» Task instructions
Reproduce every item below word for word.

**** Raw data

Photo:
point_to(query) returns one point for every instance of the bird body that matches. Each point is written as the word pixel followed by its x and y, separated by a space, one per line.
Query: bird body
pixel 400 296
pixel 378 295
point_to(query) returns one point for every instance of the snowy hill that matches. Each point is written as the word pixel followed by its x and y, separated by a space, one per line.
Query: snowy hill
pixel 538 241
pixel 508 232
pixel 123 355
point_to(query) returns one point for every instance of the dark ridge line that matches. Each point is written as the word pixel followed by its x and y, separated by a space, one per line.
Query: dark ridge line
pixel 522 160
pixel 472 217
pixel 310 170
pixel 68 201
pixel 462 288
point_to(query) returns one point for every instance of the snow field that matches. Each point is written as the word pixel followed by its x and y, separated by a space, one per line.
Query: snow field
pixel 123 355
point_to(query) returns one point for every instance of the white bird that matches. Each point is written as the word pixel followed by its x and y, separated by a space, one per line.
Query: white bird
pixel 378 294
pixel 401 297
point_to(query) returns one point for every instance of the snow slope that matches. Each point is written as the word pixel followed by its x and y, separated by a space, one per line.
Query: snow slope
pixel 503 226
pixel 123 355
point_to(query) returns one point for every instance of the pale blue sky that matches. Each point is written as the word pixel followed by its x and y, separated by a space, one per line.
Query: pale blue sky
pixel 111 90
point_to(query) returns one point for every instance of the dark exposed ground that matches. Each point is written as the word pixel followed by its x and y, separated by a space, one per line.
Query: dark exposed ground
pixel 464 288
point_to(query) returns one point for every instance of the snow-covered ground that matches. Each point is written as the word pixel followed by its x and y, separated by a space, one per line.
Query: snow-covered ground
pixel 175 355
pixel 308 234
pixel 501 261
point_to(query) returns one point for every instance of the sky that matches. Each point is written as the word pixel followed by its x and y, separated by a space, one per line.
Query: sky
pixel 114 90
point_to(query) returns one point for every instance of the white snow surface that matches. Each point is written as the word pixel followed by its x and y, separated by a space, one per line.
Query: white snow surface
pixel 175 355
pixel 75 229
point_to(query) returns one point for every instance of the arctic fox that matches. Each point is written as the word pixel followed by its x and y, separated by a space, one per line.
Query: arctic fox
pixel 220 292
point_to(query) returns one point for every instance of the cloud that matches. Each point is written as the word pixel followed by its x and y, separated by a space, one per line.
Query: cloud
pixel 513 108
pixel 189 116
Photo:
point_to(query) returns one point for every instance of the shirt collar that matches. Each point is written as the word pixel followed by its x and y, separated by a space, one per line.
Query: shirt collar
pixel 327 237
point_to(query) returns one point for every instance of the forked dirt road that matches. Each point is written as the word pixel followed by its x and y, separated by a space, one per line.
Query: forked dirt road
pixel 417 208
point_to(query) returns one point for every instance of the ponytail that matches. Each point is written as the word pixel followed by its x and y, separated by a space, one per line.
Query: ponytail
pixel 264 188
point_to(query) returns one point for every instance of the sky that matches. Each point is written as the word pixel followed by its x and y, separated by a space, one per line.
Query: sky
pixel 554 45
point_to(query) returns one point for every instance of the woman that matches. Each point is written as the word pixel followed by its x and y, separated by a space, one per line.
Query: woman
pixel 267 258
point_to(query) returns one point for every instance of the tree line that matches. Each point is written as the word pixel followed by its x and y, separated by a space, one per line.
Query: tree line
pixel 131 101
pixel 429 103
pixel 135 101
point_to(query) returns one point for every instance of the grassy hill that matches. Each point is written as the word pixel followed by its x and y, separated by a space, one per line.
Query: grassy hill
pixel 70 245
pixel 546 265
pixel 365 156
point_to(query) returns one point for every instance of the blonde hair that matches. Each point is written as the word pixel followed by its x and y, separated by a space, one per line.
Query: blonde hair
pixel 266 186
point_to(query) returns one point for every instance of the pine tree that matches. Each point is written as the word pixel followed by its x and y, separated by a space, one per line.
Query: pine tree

********

» Answer for this exercise
Photo:
point_to(query) returns one point for every instance of the bird body that matches. Each point is written as the word pixel followed by its x and y, separated by a space, one per line.
Query: bird body
pixel 400 296
pixel 378 295
point_to(query) returns one point for every instance of the snowy hill that matches. Each point is written as the word pixel followed by its x and y, separated by a space, one per line.
Query: snowy hill
pixel 538 241
pixel 508 232
pixel 123 355
point_to(query) returns one point for every instance of the dark ridge line that matches. Each point is written as the word pixel followed by its x and y, separated by a space, one per line.
Query: dark ridge line
pixel 522 160
pixel 472 217
pixel 310 170
pixel 68 201
pixel 462 288
point_to(query) returns one point for every instance of the snow field that matches. Each point is written as the word pixel followed by its x and y, separated by a space, one per line.
Query: snow field
pixel 123 355
point_to(query) returns one point for every instance of the white bird that matches. Each point is written as the word pixel followed by its x and y, separated by a space, one per line.
Query: white bird
pixel 378 294
pixel 401 297
point_to(query) returns one point for every instance of the snow slope that matches. Each point is written as the word pixel followed by its x and y, separated by a space, one per line.
Query: snow slope
pixel 503 226
pixel 123 355
point_to(query) returns one point for every instance of the pale blue sky that matches. Each point is written as the word pixel followed by its x and y, separated by a space, one per line.
Query: pale blue sky
pixel 111 90
point_to(query) returns one point for every instance of the dark exposed ground that matches. Each point is written as the word pixel followed by its x and y, separated by a space, one per line.
Query: dark exposed ground
pixel 464 288
point_to(query) returns one point for every instance of the snow-covered ground that matches. Each point is written as the word pixel followed by its x and y, separated by a space, one per line.
Query: snow-covered ground
pixel 175 355
pixel 308 234
pixel 501 261
point_to(query) returns one point for every instance of the sky that matches. Each point is written as the word pixel followed by its x and y, separated by a space, one per line.
Query: sky
pixel 114 90
point_to(query) returns one point for every instance of the white snow surface that matches. Each point is written as the word pixel followed by its x and y, separated by a space, one per line.
Query: white snow surface
pixel 175 355
pixel 75 229
point_to(query) returns one point for every instance of the arctic fox that matches. Each point is written as the word pixel followed by its x and y, separated by a space, one per line.
Query: arctic fox
pixel 220 292
point_to(query) returns one point for every instance of the cloud that matches. Each point is written as the word pixel followed by its x and y, separated by a space, one per line.
Query: cloud
pixel 513 108
pixel 189 116
Photo:
point_to(query) returns one point for every instance of the shirt collar that matches. Each point is written as the word pixel followed by its x and y, separated by a space, one per line.
Query: shirt collar
pixel 327 237
point_to(query) returns one point for every instance of the forked dirt road that matches. Each point is written as the word pixel followed by its x and y, separated by a space, one per line.
Query: forked dirt road
pixel 417 208
point_to(query) returns one point for every instance of the ponytail that matches. Each point is written as the word pixel followed by its x and y, separated by a space, one per line.
Query: ponytail
pixel 264 188
point_to(query) returns one point for every instance of the sky that matches. Each point is written as the word pixel followed by its x and y, separated by a space, one per line.
Query: sky
pixel 554 45
point_to(query) returns one point for every instance of the woman that matches. Each point is written as the word pixel followed by its x and y, separated by a space, one per line.
Query: woman
pixel 267 258
point_to(query) returns one point for every instance of the tree line that matches. Each point is written as the word pixel followed by its x and y, separated by a space, one per line.
Query: tree line
pixel 131 101
pixel 429 103
pixel 135 101
point_to(query) returns one point for every instance of the grassy hill that matches. Each point is written as the word pixel followed by its x and y, separated by a space, one per line.
Query: grassy hill
pixel 70 245
pixel 546 265
pixel 365 156
point_to(query) returns one point for every instance of the blonde hair that matches. Each point is written as the word pixel followed by its x and y, separated by a space, one per line.
Query: blonde hair
pixel 266 186
point_to(query) returns one point for every instance of the pine tree that matches. Each point is written as the word pixel followed by its x and y, separated by a space, one per line.
Query: pine tree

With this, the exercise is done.